**Tasks for this exercise:**
[1] Answer these questions about the Patricia Deveaux article:
(a) Who preceded Deveaux as Speaker of the House of Assembly?
(b) For how many years did she serve as a Senior Executive Secretary in the Ministry of National Security?
(c) Which woman held the position of Speaker before her?
[2] Can you continue the Patricia Deveaux article from its final sentence?

55th Speaker of the House of Assembly of the Bahamas
- Incumbent
- Assumed office 7 October 2021
- Prime Minister: Philip Davis
- Deputy: Sylvannus Petty
- Preceded by: Halson Moultrie

Member of Parliament for Bamboo Town
- Incumbent
- Assumed office 23 September 2021
- Preceded by: Renward Wells

Personal details
- Born: 1968 (age 57–58)
- Party: Progressive Liberal Party
- Children: 1

= Patricia Deveaux =

Bahamian politician

Patricia Ann Deveaux (born 1968) is a Bahamian Progressive Liberal Party politician serving as Speaker of the House of Assembly and the Member of Parliament (MP) for Bamboo Town. She is the second woman to hold the position of Speaker after Italia Johnson.

== Career ==
Deveaux served as a Senior Executive Secretary in the Ministry of National Security for 30 years. She also served as National Vice-Chairman of the Progressive Liberal Party, PLP Chairman of the Kennedy constituency and PLP Chairman of Bamboo Town constituency.

=== Parliament ===
Patricia Deveaux was elected to parliament in 2021 from the Bamboo Town constituency defeating incumbent Free National Movement incumbent Renward Wells. She, along with 6 others, make up the largest number of women to ever be seated as members of parliament in the Bahamas. Deveaux was elected the second woman Speaker of the House of Assembly.

Stored items from a collection:

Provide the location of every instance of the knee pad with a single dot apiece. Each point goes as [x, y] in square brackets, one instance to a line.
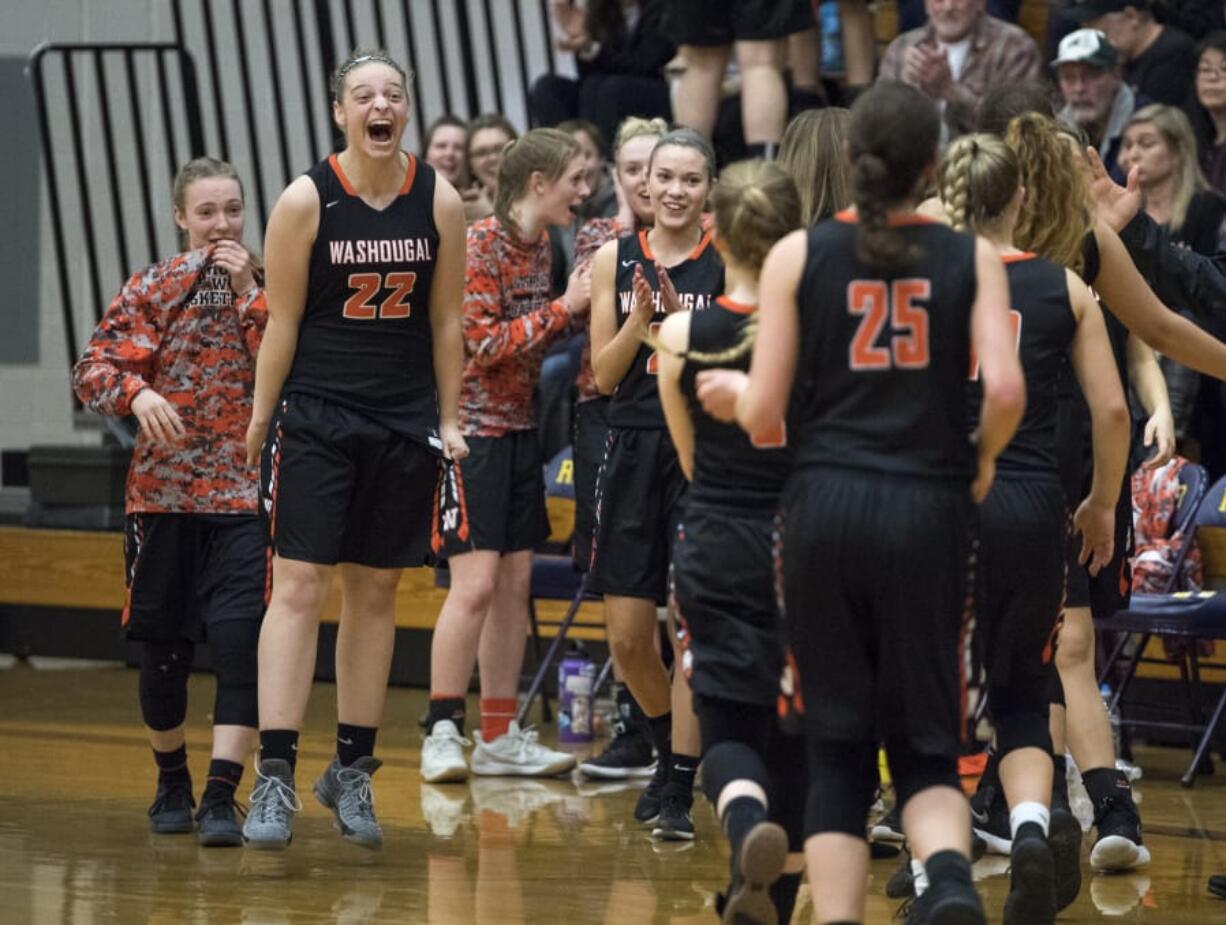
[163, 683]
[842, 778]
[731, 761]
[233, 645]
[1054, 686]
[1021, 729]
[915, 771]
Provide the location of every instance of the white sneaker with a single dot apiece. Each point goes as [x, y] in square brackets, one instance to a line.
[517, 753]
[443, 753]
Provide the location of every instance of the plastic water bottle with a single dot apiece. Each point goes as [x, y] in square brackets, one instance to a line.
[576, 674]
[831, 38]
[1112, 714]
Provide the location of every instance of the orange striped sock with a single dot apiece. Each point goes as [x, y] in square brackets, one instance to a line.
[495, 717]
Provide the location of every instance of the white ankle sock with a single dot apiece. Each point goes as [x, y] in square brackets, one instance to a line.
[1025, 812]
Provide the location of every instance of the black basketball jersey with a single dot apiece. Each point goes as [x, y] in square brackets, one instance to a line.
[698, 280]
[880, 380]
[1043, 324]
[364, 341]
[731, 469]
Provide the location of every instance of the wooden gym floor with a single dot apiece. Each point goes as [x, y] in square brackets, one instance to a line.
[76, 778]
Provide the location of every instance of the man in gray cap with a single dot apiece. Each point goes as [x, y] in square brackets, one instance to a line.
[1157, 60]
[1095, 93]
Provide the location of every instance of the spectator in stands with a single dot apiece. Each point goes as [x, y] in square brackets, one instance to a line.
[959, 58]
[488, 136]
[758, 32]
[444, 149]
[620, 49]
[1160, 144]
[1157, 60]
[1208, 111]
[1095, 95]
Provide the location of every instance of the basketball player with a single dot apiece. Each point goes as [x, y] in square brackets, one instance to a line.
[722, 568]
[177, 350]
[629, 753]
[640, 485]
[866, 328]
[509, 322]
[356, 399]
[1023, 519]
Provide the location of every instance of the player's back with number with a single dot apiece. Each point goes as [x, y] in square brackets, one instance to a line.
[364, 340]
[882, 372]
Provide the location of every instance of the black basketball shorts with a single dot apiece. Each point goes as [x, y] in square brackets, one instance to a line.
[639, 493]
[878, 590]
[591, 428]
[721, 22]
[723, 595]
[1023, 524]
[188, 572]
[503, 485]
[336, 487]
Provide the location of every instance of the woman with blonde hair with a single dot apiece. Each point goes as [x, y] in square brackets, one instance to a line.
[722, 566]
[495, 515]
[1023, 518]
[813, 152]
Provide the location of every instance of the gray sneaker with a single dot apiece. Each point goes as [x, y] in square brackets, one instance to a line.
[274, 802]
[346, 791]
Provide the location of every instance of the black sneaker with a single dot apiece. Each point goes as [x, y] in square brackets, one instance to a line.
[171, 812]
[758, 863]
[1031, 898]
[674, 822]
[1119, 847]
[647, 807]
[889, 827]
[217, 823]
[948, 903]
[1064, 839]
[989, 818]
[627, 756]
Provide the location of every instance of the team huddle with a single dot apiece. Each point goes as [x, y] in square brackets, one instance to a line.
[822, 431]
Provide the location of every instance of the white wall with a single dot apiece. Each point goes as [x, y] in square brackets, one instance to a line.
[34, 398]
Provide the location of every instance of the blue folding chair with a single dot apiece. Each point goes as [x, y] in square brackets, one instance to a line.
[1189, 616]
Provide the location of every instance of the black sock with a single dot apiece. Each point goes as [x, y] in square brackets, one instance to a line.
[451, 708]
[1059, 783]
[681, 773]
[353, 742]
[765, 150]
[223, 778]
[1102, 783]
[172, 767]
[948, 866]
[739, 816]
[280, 745]
[782, 893]
[662, 737]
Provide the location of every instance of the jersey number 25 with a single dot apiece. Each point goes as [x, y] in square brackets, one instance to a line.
[359, 306]
[875, 303]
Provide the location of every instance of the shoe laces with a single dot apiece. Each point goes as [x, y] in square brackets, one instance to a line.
[272, 796]
[356, 794]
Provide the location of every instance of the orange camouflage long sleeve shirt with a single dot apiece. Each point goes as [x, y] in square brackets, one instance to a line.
[508, 324]
[177, 328]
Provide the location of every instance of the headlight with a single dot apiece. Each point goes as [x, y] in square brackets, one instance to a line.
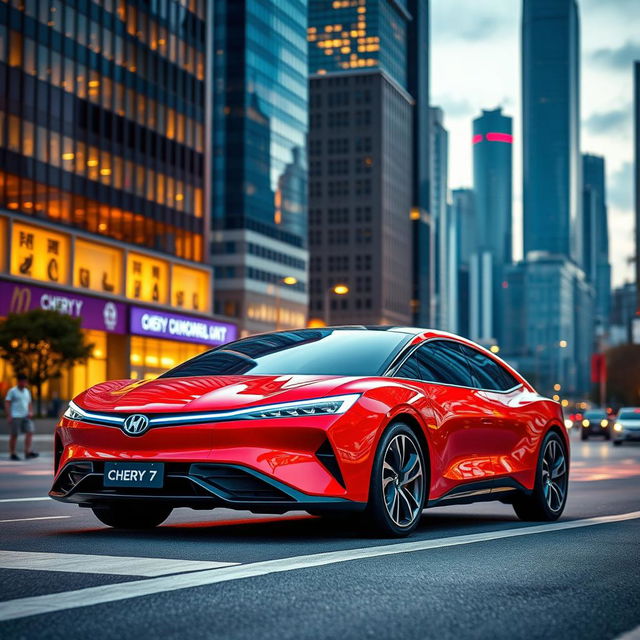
[321, 406]
[74, 412]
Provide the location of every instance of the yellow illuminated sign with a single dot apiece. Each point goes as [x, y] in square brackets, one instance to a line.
[190, 288]
[97, 267]
[39, 253]
[147, 278]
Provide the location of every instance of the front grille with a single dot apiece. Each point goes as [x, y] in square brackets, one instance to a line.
[236, 484]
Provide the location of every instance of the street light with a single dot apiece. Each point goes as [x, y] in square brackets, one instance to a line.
[339, 290]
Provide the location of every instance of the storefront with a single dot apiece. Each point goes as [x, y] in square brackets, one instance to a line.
[106, 284]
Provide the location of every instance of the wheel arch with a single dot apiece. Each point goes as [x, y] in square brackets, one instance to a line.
[415, 425]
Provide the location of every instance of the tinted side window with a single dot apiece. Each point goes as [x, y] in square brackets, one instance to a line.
[487, 373]
[410, 369]
[437, 361]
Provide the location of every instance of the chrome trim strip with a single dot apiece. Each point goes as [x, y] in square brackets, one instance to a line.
[348, 400]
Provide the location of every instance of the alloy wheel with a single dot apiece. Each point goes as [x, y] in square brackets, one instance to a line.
[402, 480]
[554, 475]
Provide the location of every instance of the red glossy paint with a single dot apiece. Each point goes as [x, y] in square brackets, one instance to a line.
[469, 435]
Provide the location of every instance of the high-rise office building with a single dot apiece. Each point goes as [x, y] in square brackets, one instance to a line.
[551, 127]
[418, 58]
[103, 182]
[548, 329]
[492, 252]
[463, 209]
[444, 307]
[259, 224]
[365, 192]
[595, 236]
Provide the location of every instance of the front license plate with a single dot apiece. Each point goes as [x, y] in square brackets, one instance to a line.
[134, 474]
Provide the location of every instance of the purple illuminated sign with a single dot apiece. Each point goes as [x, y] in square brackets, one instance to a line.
[172, 326]
[94, 313]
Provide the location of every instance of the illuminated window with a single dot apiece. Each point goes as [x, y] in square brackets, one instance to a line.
[15, 49]
[28, 139]
[14, 133]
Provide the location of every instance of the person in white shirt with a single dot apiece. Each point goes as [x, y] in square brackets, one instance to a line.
[19, 407]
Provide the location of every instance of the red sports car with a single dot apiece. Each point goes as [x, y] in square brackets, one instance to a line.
[383, 421]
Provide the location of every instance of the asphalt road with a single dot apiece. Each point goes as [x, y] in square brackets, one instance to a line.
[470, 571]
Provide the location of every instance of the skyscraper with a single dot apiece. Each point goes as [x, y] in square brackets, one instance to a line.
[259, 226]
[492, 178]
[365, 190]
[549, 327]
[103, 182]
[596, 236]
[551, 127]
[463, 210]
[418, 58]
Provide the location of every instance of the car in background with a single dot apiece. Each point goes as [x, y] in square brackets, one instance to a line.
[627, 425]
[596, 422]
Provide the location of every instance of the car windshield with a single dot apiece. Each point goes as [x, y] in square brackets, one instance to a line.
[330, 352]
[629, 414]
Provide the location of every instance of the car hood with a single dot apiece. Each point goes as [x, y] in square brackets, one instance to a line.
[206, 393]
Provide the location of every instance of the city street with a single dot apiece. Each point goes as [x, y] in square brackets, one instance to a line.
[469, 571]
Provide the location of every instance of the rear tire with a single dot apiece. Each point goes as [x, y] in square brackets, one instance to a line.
[549, 496]
[398, 487]
[121, 516]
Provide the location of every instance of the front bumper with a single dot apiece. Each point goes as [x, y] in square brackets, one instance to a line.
[195, 485]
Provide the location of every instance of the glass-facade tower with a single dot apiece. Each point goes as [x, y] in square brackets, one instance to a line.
[102, 118]
[551, 128]
[369, 160]
[103, 183]
[492, 177]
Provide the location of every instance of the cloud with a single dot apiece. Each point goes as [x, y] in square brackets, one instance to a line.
[620, 187]
[619, 58]
[617, 121]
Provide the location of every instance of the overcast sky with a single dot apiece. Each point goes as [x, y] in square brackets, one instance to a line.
[475, 64]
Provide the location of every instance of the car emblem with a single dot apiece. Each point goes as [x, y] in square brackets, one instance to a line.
[136, 424]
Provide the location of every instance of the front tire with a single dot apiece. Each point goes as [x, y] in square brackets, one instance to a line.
[121, 516]
[549, 496]
[398, 488]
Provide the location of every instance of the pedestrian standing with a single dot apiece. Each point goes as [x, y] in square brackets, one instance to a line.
[19, 407]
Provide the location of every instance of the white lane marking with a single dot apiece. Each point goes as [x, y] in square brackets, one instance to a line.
[49, 603]
[39, 518]
[114, 565]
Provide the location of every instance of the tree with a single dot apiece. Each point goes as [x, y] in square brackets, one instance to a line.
[40, 344]
[623, 380]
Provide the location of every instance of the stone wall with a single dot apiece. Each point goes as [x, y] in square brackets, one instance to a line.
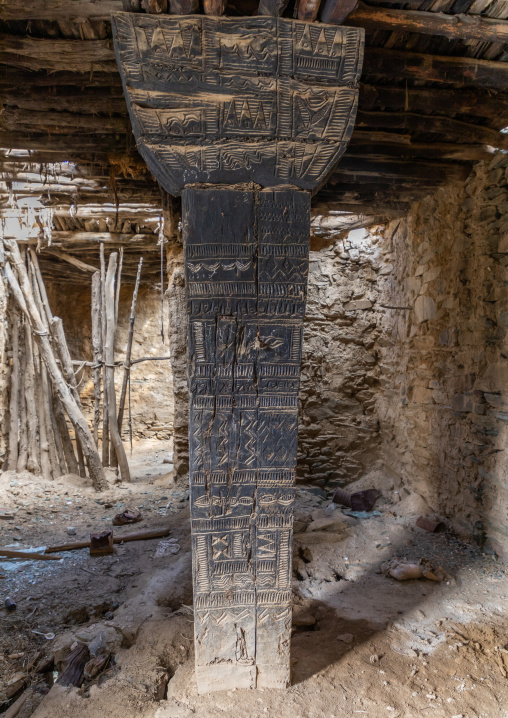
[339, 426]
[443, 351]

**Solved problems:**
[1]
(a) Halson Moultrie
(b) 30 years
(c) Italia Johnson

[2]
In 2024 Shanendon Cartwright, the deputy leader of the opposition, seized the Parliamentary Mace and threw it out of the window. This was a repeat of a similar protest made in the Bahamas in 1965. Seizing the Mace as a protest is a known form of Parliamentary protests in many Commonwealth countries. Deveaux said afterwards that this protest caused her to be "in fear for her life" and, in the immediate aftermath, she allowed armed officers (with firearms) to enter the chamber to restore order, even shouting "get him". This is a severe taboo within Commonwealth jurisdictions, since 1642 when King Charles entered the house of commons accompanied by soldiers, looking to arrest five MPs accused of treason).

In the 2026 Bahamian general election, she was re-elected to the House of Assembly.